▶ Task prompt: With the pictures removed, please write out every line below exactly as given.

▶ Entries provided:
+===+

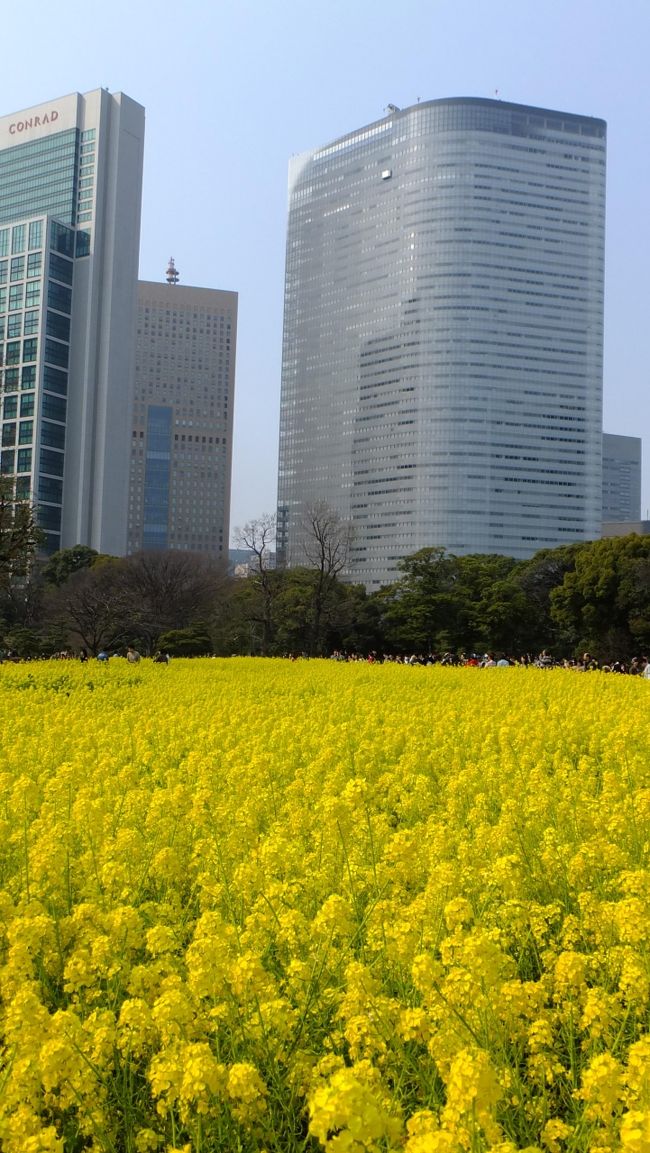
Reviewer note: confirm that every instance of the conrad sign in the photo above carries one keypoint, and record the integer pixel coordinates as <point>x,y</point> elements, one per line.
<point>23,126</point>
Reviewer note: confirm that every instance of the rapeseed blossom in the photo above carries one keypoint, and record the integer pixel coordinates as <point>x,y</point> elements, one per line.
<point>287,906</point>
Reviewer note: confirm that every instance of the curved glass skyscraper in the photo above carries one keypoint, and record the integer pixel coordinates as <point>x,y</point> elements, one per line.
<point>441,366</point>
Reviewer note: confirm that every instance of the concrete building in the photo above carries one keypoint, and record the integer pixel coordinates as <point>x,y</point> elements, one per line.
<point>441,362</point>
<point>70,185</point>
<point>182,419</point>
<point>621,477</point>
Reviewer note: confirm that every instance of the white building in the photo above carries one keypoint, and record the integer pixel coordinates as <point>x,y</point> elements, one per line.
<point>70,186</point>
<point>441,367</point>
<point>182,420</point>
<point>621,479</point>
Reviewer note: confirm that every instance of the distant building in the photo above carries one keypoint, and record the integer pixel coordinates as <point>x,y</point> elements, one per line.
<point>182,419</point>
<point>70,182</point>
<point>441,360</point>
<point>621,477</point>
<point>626,527</point>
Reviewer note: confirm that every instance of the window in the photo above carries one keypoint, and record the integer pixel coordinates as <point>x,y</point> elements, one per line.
<point>58,326</point>
<point>59,298</point>
<point>62,239</point>
<point>48,517</point>
<point>60,269</point>
<point>53,436</point>
<point>51,462</point>
<point>55,353</point>
<point>53,407</point>
<point>19,238</point>
<point>16,295</point>
<point>23,460</point>
<point>54,381</point>
<point>32,293</point>
<point>35,234</point>
<point>48,489</point>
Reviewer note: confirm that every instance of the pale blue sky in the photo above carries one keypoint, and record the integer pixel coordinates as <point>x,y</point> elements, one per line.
<point>233,89</point>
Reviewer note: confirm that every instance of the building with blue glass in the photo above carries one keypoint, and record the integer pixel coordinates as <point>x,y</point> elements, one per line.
<point>182,419</point>
<point>443,340</point>
<point>70,186</point>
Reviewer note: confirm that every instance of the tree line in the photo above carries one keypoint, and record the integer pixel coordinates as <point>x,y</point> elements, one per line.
<point>592,595</point>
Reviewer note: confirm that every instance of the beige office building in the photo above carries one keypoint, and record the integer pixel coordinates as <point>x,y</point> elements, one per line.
<point>70,182</point>
<point>182,420</point>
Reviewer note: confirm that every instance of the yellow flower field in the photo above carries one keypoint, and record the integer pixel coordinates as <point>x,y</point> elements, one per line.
<point>284,906</point>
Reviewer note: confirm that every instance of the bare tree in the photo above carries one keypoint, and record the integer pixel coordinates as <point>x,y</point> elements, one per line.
<point>91,607</point>
<point>326,540</point>
<point>168,589</point>
<point>19,534</point>
<point>258,536</point>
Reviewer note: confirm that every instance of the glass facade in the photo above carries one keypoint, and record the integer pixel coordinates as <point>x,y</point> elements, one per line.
<point>32,389</point>
<point>179,498</point>
<point>158,456</point>
<point>441,362</point>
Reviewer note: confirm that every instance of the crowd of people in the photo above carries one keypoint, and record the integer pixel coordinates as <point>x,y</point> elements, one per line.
<point>636,667</point>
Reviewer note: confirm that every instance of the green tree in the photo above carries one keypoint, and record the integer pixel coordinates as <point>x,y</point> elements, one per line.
<point>20,535</point>
<point>62,564</point>
<point>417,609</point>
<point>603,604</point>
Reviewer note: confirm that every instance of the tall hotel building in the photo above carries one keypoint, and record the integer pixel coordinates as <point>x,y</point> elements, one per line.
<point>70,186</point>
<point>441,363</point>
<point>182,424</point>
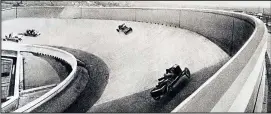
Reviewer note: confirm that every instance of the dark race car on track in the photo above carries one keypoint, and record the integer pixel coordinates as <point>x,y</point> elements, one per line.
<point>124,29</point>
<point>173,77</point>
<point>11,37</point>
<point>31,33</point>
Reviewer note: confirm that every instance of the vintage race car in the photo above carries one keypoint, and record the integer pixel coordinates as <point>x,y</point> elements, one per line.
<point>173,77</point>
<point>124,29</point>
<point>31,33</point>
<point>14,38</point>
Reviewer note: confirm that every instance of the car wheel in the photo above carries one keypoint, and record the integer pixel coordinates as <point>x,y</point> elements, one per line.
<point>187,72</point>
<point>157,98</point>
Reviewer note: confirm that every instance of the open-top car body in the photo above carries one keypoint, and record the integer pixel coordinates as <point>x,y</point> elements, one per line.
<point>173,77</point>
<point>124,29</point>
<point>31,33</point>
<point>14,38</point>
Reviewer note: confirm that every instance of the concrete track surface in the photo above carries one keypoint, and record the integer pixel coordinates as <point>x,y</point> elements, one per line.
<point>135,60</point>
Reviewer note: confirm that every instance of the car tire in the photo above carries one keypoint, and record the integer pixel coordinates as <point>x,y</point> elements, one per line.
<point>157,98</point>
<point>187,72</point>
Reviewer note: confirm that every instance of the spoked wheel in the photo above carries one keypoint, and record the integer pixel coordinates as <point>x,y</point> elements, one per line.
<point>157,98</point>
<point>187,72</point>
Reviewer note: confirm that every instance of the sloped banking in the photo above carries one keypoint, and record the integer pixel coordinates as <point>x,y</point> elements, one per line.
<point>234,87</point>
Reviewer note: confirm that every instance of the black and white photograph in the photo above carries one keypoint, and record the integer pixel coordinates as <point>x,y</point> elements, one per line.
<point>135,56</point>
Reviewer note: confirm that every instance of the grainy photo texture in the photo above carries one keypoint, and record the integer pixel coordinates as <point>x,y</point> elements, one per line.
<point>135,56</point>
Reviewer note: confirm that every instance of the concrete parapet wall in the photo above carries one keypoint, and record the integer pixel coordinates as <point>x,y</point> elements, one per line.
<point>53,100</point>
<point>241,36</point>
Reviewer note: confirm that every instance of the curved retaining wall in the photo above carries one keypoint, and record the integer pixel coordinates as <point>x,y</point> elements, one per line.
<point>241,36</point>
<point>61,91</point>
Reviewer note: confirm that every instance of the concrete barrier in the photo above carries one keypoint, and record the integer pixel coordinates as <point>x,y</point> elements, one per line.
<point>241,36</point>
<point>8,14</point>
<point>13,103</point>
<point>50,100</point>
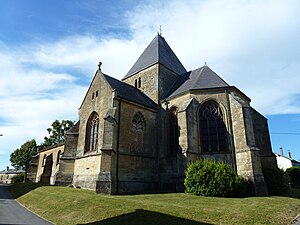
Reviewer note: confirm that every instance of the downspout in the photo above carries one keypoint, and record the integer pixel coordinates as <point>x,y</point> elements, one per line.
<point>229,119</point>
<point>117,150</point>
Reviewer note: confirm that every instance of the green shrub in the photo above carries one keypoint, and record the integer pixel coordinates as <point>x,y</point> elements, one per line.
<point>18,178</point>
<point>294,173</point>
<point>210,178</point>
<point>277,180</point>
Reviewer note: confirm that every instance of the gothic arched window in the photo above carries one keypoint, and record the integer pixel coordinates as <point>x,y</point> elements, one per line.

+===+

▶ Reply:
Reviewer note: confirm that every instance of the conrad sign in the photo above carries one keypoint, and record the integer pixel coordinates as <point>x,y</point> elements, one per line.
<point>23,126</point>
Reviewer note: confirm that every instance of the rapeseed blossom in the photo above carries one keypoint, and record the integer pixel coordinates as <point>x,y</point> elements, one per line.
<point>287,906</point>
Reviewer note: confirm that every instance of the curved glass skyscraper in the photo above carries one keypoint, and record the integer pixel coordinates as <point>x,y</point> elements, one per line.
<point>441,366</point>
Reviewer note: confirm that every instance of the concrete building in the photo above carries one keypoint, and record the integer pixel coordinates as <point>x,y</point> elements, one per line.
<point>441,362</point>
<point>70,185</point>
<point>182,419</point>
<point>621,477</point>
Reviewer note: confirm that every instance of the white building in the photo above carries one keypoint, and record the integer pixel coordinates as <point>x,y</point> elements, one per line.
<point>70,186</point>
<point>441,367</point>
<point>182,420</point>
<point>621,479</point>
Reviewer note: confirm that every instance of the distant building in the photo above carries one keypoint, and record the integer pixel coordinates as <point>x,y</point> elements, one per line.
<point>182,419</point>
<point>70,182</point>
<point>441,360</point>
<point>621,477</point>
<point>626,527</point>
Reviewer note: confirm that every instance of the window in the photo above carries one keypoint, and record the integer pixel coordinates as <point>x,y</point> elements, one per line.
<point>58,326</point>
<point>59,298</point>
<point>62,239</point>
<point>48,517</point>
<point>60,269</point>
<point>53,436</point>
<point>51,462</point>
<point>55,353</point>
<point>53,407</point>
<point>19,238</point>
<point>16,295</point>
<point>23,460</point>
<point>54,381</point>
<point>32,293</point>
<point>35,234</point>
<point>48,489</point>
Reviewer note: confirm that every instance of the pale blue sky in the photo above carries one keypoint, and record the integer pixel coordinates as <point>x,y</point> elements, one per line.
<point>233,89</point>
Reviewer note: confirm that every instance of the building with blue glass in the photo above carries one keypoint, and record the integer pixel coordinates as <point>x,y</point> elements, one per line.
<point>182,419</point>
<point>443,340</point>
<point>70,186</point>
Reviewer note: confirm that every instance of the tree line in the photo above carries one keypoint, and record the integer pixel coordinates as <point>x,y</point> elements, one per line.
<point>592,595</point>
Reviewer note: confirm that every instance of the beige office building in the photo above carries one keypoint, and record the integer pixel coordinates as <point>x,y</point> elements, one per line.
<point>70,182</point>
<point>182,420</point>
Reviewer note: confirm that every instance of the yellow flower field in the photo above carries one keypoint, and record the integer pixel coordinates as <point>x,y</point> elements, one per line.
<point>284,906</point>
Reviewer note: confirm that every instance of the bare tree in the photo above carries one keypoint, and record the integer pixel coordinates as <point>x,y</point> elements, one per line.
<point>91,607</point>
<point>326,540</point>
<point>168,589</point>
<point>19,534</point>
<point>258,536</point>
Reviewer note: confirm that every instance of the glass facade in the photo above carries one keypoint, and record the integer pixel coordinates as <point>x,y</point> elements, one per line.
<point>32,389</point>
<point>179,498</point>
<point>158,456</point>
<point>441,362</point>
Reviewer note: confirm that every instance of the crowd of people in the photo above carries one keypoint, and record the integer pixel coordinates as <point>x,y</point> elements, one per line.
<point>636,667</point>
Reviewer note: confirm that every instance of the green tree in the photo above carries one keypoint, and record the integer pixel coordinates as <point>x,y</point> elements, one per line.
<point>20,535</point>
<point>62,564</point>
<point>417,609</point>
<point>603,604</point>
Reviewer note: confirm that every instance of the tall hotel building in the photo above carries one keypoint, and record the integer pixel coordinates as <point>x,y</point> elements, one per line.
<point>70,186</point>
<point>441,363</point>
<point>182,424</point>
Reviewer note: confirm that every instance of the dark race car on track in the photo above carries one keypoint, and record the integer pixel coordinates as <point>x,y</point> elements, one per line.
<point>124,29</point>
<point>173,77</point>
<point>11,37</point>
<point>31,33</point>
Reviewer note: confirm that every instance of the vintage race car in the photo above carries one keypoint, and record the integer pixel coordinates as <point>x,y</point> elements, one per line.
<point>173,77</point>
<point>124,29</point>
<point>31,33</point>
<point>14,38</point>
Reviewer note: confirm that every instance of the car wheel in the photo above carries one keypoint, and record the integer pixel coordinates as <point>x,y</point> elements, one per line.
<point>187,72</point>
<point>157,98</point>
Reviewer note: confirm that every instance of the open-top car body in the photo above carries one keypoint, and record the integer pixel coordinates as <point>x,y</point> elements, one per line.
<point>173,77</point>
<point>124,29</point>
<point>31,33</point>
<point>14,38</point>
Reviewer note: confirm that every instance of the concrete track surface in the photo above carries one keypoint, and record the integer pixel coordinates as <point>x,y</point> elements, one per line.
<point>135,60</point>
Reviewer note: confirm that every instance of the car tire in the photo above carries one keypoint, and record the integer pixel coordinates as <point>x,y</point> elements, one per line.
<point>157,98</point>
<point>187,72</point>
Reviewer note: confirm that every instance of the spoked wheel in the photo above carries one keypoint, and record the integer pixel coordinates as <point>x,y</point> elements, one per line.
<point>157,98</point>
<point>187,72</point>
Reviewer note: confirm that every instance of the sloped banking in the photo above carries one keypoint, and record the integer pixel coordinates as <point>x,y</point> elements, one per line.
<point>234,87</point>
Reviewer note: confirm that every instance of the black and white photograph in the photo above carries one keypoint, and record the integer pixel coordinates as <point>x,y</point> elements, one per line.
<point>135,56</point>
Reviewer note: confirm that every instance of the grainy photo texture in the photo above carries one keypoint, and record the integer pixel coordinates as <point>x,y</point> elements, one per line.
<point>135,56</point>
Reviewer note: confirm that every instance of the concrete parapet wall in the photo above carries one keypoint, and record the integer pixel coordinates as <point>x,y</point> elements, one per line.
<point>53,100</point>
<point>241,36</point>
Reviewer note: confirm that every instance of the curved retaining wall in the photo above carries one keypoint, and record the integer pixel coordinates as <point>x,y</point> elements, one per line.
<point>241,36</point>
<point>61,91</point>
Reviewer note: confirm that every instance of the concrete barrier in the photo above carries one keypoint, and record the integer pixel coordinates as <point>x,y</point> elements, one per line.
<point>241,36</point>
<point>8,14</point>
<point>13,103</point>
<point>50,100</point>
Reviewer note: confirm that every instance of the downspout in the photo above carries one keypoint, and record the integer pixel coordinates as <point>x,y</point> elements, one per line.
<point>229,119</point>
<point>117,150</point>
Reviewer note: confirm that every instance of the green shrub in the photo above carries one keypoint, and record the integer pixel coordinates as <point>x,y</point> elements, one per line.
<point>18,178</point>
<point>294,173</point>
<point>210,178</point>
<point>277,180</point>
Reviewer note: confirm that every instance of the gothic arched window in the photo above carries one keypoint, and record the integer pixel coordinates as <point>x,y</point> elements, one per line.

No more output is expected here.